Named object pointing entries
★ ★ ★ ★ ★

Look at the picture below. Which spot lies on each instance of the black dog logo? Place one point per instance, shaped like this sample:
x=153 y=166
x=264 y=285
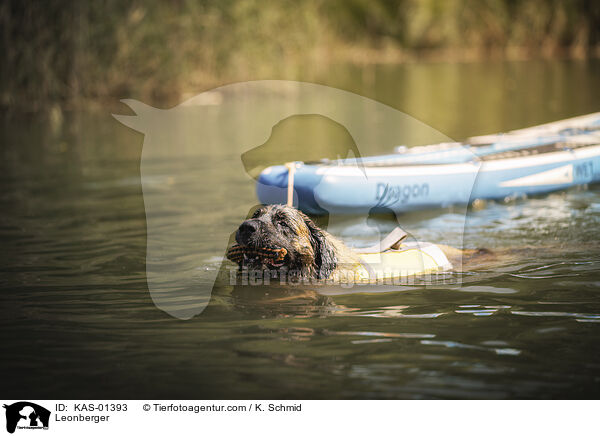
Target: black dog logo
x=27 y=415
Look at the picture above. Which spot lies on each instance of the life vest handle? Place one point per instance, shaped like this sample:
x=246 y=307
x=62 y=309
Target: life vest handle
x=391 y=241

★ ★ ★ ★ ★

- Written exercise: Copy the listing over exactly, skipping the pictures it holds.

- Output below:
Look at the picture below. Which spot lies on each instance of the black dog logo? Place one point per instance, shaped like this sample:
x=153 y=166
x=264 y=285
Target: black dog logo
x=27 y=415
Look at the picture above. Which spot lies on each instance of the life vest handle? Place one point per instance, shaped like this sample:
x=246 y=307
x=62 y=309
Target: life vest handle
x=391 y=241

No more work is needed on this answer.